HDFS Source
Ⅰ、Introduction
The HDFS plugin supports reading and writing TextFile, Orc, and Parquet files directly from the configured HDFS path, and is generally used with Hive tables. For example: reading all data in a partition of the Hive table is essentially reading the data files under the HDFS path of the corresponding partition of the Hive table; writing data to a partition of the Hive table is essentially writing the data files directly to the HDFS of the corresponding partition Under the path; the HDFS plugin will not perform any DDL operations on the Hive table. HDFS Source does not save the offset of the read file during checkpoint, so it does not support continued running.
Ⅱ、Supported version
Hadoop 2.x、Hadoop 3.x
Ⅲ、Plugin name
Sync | hdfssource、hdfsreader |
---|---|
SQL | hdfs-x |
Ⅳ、Parameter Description
1、Sync
path
- description:The path of the data file to be written
- notice:The file path actually written is path/fileName
- required:required
- type:string
- defaults:none
fileName
- description:Data file directory name
- notice:The file path actually written is path/fileName
- required:required
- type:string
- defaults:none
defaultFS
- description:Hadoop hdfs file system namenode node address. Format: hdfs://ip:port; for example: hdfs://127.0.0.1:9000
- required:required
- type:String
- defaults:none
column
- description:Need to read the field
- notice:Does not support * format
- format:
"column": [{
"name": "col",
"type": "string",
"index": 1,
"isPart": false,
"format": "yyyy-MM-dd hh:mm:ss",
"value": "value"
}] - property description:
- name:required,Field Name
- type:required,Field type, which needs to match the actual field type in the data file
- index:optional,The position index of the field in all fields, starting from 0, the default is -1, read in sequence in the order of the array, read the specified field column after configuration
- isPart:optional,Whether it is a partition field, if it is a partition field, the partition assignment will be automatically intercepted from the path, the default is fale
- format:optional,Format the date according to the specified format
- value:optional,Constant field, return the value of value as a constant column
- required:required
- type:Array
- defaults:none
hadoopConfig
- description:The configuration in core-site.xml and hdfs-site.xml that need to be filled in the cluster HA mode, including kerberos related configuration when kerberos is turned on
- required:optional
- type:Map<String, Object>
- defaults:none
filterRegex
- description:File regular expression, read the matched file
- required:optional
- type:String
- defaults:none
fieldDelimiter
- description: Field separator when fileType is text
- required:optional
- type:String
- defaults:
\001
encoding
- description:The character encoding of the field when fileType is text
- required:optional
- type:String
- defaults:
UTF-8
2、SQL
path
- description:The path of the data file to be read
- required:required
- type:String
- defaults:none
file-type
- description:○ File type, currently only supports user configuration as
text
,orc
,parquet
- text:textfile file format
- orc:orcfile file format
- parquet:parquet file format
- required:required
- type:String
- defaults:none
- description:○ File type, currently only supports user configuration as
default-fs
- description:Hadoop hdfs file system namenode node address. Format: hdfs://ip:port; for example: hdfs://127.0.0.1:9000
- required:required
- type:String
- defaults:none
column
- description:Need to read the field
- notice:Does not support * format
- format:
"column": [{
"name": "col",
"type": "string",
"index": 1,
"isPart": false,
"format": "yyyy-MM-dd hh:mm:ss",
"value": "value"

• _Given records_:
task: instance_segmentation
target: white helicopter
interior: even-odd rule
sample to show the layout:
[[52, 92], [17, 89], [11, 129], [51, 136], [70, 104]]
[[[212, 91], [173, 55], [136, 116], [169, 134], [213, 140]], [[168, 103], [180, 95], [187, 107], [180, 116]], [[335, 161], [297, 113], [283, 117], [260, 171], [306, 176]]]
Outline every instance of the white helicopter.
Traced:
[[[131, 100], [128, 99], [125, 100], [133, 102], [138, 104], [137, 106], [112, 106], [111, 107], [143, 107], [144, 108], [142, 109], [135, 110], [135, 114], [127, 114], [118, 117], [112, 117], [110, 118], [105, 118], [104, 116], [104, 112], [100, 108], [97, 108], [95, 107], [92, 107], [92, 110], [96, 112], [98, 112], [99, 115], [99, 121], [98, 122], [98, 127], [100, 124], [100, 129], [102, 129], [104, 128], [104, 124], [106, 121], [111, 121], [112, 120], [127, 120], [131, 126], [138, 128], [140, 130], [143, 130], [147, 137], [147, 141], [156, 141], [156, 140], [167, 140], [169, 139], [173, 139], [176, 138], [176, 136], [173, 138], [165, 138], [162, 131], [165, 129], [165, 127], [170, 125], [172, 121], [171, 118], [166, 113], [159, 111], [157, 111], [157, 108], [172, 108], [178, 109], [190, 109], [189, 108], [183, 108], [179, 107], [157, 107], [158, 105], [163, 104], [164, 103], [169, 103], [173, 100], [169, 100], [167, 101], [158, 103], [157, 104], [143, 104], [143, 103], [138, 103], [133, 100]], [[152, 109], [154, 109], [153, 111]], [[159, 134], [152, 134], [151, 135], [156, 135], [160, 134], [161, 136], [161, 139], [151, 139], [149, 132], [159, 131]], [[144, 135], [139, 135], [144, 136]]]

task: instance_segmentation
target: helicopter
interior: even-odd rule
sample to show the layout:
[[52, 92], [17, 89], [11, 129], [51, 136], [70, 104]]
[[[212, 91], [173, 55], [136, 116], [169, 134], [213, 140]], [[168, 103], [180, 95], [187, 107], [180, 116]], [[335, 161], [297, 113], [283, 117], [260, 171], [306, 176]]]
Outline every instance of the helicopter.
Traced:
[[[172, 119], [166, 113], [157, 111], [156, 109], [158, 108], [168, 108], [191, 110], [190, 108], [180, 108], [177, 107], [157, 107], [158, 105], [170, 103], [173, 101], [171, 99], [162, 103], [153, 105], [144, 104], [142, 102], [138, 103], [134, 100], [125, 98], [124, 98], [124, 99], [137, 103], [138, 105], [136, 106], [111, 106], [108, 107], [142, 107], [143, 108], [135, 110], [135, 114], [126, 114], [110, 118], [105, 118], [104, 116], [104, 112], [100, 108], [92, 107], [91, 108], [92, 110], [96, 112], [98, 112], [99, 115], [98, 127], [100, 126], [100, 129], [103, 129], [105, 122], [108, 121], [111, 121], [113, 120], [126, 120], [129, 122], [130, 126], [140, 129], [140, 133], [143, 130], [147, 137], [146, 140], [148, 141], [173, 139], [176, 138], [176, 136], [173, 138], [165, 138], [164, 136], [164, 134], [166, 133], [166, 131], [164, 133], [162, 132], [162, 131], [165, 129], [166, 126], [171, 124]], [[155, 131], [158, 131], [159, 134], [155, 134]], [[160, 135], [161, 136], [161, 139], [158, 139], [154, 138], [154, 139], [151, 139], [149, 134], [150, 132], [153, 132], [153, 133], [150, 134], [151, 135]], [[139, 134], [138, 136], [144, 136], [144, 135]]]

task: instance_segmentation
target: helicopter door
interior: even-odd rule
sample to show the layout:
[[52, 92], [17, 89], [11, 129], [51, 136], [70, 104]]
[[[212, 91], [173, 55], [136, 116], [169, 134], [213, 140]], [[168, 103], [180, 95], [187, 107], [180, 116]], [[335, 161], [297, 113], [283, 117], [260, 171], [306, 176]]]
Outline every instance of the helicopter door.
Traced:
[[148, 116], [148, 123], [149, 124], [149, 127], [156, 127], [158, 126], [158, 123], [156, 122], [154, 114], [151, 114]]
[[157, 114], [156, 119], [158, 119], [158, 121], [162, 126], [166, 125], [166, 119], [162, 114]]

• _Directions_: According to the HDFS Source documentation, which Hadoop versions are supported? Work only from the HDFS Source documentation.

• _Exercise output_: Hadoop 2.x and Hadoop 3.x.